* **Task prompt**
Beginning with the line containing "Put one marker on each instance of the calm" and ending with the last line, repeat the records exactly.

----------

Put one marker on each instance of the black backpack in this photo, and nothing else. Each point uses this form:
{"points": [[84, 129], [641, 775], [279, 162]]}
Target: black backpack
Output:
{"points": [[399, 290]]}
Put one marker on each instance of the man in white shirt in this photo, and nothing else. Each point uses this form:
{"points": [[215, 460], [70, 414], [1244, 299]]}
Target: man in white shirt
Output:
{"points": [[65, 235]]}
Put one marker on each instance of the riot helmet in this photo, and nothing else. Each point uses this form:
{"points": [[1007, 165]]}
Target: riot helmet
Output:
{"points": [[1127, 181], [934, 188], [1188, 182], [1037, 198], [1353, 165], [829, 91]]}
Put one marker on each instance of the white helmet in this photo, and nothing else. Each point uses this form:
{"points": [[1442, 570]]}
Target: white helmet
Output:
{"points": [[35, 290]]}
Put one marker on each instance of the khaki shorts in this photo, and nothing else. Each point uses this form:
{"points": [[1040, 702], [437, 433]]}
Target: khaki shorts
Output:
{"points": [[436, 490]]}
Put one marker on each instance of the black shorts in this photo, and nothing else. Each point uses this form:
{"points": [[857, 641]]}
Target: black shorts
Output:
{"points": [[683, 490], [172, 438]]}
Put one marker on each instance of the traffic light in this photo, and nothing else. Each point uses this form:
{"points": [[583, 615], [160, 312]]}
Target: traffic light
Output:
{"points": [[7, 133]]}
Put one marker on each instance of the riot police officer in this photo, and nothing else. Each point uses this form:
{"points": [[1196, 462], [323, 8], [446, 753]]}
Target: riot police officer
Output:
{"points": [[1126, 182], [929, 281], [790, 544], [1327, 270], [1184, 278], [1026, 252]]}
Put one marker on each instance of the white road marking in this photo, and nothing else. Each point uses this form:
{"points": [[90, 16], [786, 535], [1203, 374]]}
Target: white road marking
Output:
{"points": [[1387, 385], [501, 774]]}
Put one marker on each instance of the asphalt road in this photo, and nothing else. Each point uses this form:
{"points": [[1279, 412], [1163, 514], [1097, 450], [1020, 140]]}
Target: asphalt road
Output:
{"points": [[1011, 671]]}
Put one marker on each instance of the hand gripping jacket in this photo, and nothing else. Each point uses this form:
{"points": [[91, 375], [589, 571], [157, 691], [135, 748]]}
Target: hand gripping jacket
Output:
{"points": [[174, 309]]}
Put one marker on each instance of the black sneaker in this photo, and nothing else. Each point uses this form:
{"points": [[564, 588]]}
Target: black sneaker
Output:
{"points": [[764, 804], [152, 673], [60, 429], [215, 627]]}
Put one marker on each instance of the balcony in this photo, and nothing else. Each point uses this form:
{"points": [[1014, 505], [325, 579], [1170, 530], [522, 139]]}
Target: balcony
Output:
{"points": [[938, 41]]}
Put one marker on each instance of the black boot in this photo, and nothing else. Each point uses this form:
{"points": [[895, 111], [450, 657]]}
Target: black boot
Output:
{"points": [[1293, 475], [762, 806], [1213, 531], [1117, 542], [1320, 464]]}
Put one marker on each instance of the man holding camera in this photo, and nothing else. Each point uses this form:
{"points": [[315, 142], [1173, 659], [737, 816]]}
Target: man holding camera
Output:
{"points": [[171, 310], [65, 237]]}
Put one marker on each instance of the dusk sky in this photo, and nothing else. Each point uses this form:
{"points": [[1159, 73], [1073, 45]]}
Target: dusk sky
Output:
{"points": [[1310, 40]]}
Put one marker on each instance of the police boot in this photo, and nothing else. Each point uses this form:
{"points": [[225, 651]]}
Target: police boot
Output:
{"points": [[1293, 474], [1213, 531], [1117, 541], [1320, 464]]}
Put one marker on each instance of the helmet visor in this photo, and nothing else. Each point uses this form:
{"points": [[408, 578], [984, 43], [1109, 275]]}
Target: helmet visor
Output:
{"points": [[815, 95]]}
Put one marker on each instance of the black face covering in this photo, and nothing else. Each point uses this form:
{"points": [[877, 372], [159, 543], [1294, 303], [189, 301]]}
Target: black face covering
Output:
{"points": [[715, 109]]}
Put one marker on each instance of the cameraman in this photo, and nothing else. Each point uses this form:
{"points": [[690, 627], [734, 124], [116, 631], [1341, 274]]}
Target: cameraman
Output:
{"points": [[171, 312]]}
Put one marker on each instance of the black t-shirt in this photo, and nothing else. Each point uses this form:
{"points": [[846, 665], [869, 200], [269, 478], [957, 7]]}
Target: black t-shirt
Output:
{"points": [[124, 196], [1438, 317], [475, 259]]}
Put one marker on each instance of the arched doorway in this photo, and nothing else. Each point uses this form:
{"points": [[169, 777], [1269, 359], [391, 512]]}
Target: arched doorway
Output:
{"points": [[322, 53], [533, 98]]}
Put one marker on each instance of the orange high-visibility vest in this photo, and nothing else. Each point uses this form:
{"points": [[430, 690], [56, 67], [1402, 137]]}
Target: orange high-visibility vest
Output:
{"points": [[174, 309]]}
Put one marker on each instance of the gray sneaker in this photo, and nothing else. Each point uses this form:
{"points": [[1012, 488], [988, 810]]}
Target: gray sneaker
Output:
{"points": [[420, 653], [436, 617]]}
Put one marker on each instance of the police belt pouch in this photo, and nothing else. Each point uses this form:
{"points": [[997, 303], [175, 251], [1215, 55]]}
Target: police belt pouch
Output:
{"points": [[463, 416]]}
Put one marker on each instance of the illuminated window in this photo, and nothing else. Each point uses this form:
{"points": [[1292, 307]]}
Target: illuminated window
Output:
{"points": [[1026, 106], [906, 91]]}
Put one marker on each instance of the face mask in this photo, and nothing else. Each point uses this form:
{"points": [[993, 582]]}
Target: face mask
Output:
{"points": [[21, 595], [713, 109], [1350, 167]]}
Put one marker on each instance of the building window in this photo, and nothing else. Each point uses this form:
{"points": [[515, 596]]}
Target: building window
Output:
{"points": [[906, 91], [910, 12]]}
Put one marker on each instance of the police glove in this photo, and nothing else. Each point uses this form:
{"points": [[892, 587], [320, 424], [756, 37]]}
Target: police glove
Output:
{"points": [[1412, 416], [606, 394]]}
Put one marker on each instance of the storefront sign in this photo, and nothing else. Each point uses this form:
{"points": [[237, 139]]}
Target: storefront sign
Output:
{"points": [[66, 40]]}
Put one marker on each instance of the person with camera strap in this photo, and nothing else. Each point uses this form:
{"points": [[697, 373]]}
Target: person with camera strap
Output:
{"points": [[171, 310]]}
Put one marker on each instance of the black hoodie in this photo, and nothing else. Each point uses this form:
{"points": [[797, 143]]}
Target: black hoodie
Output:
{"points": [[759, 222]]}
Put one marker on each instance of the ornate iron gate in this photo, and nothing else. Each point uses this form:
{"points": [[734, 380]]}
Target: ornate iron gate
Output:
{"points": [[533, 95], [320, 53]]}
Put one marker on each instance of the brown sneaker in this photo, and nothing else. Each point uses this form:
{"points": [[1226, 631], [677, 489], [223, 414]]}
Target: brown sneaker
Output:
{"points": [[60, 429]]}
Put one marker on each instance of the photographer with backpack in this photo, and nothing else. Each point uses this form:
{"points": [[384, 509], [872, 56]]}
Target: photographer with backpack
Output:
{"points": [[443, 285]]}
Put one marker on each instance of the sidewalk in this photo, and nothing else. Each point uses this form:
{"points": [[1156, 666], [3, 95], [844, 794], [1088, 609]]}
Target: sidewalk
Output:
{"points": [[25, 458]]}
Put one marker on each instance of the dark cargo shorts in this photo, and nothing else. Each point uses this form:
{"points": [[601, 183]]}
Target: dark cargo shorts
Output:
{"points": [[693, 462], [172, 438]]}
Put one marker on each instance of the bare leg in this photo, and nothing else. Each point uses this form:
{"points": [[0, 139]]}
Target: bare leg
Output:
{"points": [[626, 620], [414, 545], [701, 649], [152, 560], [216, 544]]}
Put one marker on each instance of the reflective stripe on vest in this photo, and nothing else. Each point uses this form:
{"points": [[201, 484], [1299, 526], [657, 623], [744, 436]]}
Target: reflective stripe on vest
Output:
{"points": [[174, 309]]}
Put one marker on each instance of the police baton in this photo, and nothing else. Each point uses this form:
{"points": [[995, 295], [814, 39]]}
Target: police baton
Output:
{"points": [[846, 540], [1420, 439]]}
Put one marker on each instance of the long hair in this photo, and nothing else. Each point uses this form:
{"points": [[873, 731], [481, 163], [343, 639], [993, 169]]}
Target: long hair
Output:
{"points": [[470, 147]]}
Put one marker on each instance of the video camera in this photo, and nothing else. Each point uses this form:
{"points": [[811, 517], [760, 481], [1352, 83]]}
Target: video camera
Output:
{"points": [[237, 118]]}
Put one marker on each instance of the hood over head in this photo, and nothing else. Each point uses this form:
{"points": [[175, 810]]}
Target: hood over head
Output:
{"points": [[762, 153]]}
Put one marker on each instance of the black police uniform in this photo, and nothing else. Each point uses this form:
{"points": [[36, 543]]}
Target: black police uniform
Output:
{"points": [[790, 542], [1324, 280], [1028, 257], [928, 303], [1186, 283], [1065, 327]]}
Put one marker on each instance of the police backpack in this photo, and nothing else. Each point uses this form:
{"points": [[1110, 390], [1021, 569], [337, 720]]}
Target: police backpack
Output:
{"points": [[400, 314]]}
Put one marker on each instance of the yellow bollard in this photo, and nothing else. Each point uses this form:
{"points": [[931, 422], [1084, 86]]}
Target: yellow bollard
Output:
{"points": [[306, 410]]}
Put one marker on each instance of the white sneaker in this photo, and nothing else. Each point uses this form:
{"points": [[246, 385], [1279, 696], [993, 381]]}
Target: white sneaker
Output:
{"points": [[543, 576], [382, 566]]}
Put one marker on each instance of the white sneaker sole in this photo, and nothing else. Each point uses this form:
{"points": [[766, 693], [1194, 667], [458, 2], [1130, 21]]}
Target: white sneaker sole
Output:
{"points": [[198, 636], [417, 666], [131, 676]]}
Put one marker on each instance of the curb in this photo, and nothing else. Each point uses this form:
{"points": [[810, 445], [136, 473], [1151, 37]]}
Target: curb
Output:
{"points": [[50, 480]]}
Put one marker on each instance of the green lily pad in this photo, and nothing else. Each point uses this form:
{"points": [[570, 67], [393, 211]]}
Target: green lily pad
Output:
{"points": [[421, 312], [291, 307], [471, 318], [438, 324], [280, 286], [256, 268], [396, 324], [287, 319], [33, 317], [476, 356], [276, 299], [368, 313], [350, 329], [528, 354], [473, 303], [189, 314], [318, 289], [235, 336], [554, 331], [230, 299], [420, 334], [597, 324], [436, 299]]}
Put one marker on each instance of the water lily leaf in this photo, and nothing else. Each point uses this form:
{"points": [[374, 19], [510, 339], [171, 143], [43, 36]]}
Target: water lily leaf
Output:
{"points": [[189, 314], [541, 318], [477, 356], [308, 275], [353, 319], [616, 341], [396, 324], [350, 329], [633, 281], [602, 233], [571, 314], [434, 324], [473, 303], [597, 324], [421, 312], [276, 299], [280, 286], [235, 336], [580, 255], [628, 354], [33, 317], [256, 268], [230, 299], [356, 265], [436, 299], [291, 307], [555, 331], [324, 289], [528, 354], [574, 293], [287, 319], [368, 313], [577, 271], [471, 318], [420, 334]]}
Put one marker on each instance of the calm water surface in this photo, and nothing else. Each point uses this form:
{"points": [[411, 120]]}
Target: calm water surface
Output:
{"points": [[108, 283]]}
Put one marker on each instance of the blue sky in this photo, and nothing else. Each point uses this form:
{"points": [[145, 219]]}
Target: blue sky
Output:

----------

* **Task answer**
Put one marker on each instance of the calm water surface in this photo, and nothing else. Each point uses this form:
{"points": [[411, 120]]}
Target: calm water surface
Output:
{"points": [[108, 283]]}
Put one marker on each instance of the blue sky in this photo, and nothing else. Each point uses this form:
{"points": [[145, 219]]}
Target: blue sky
Output:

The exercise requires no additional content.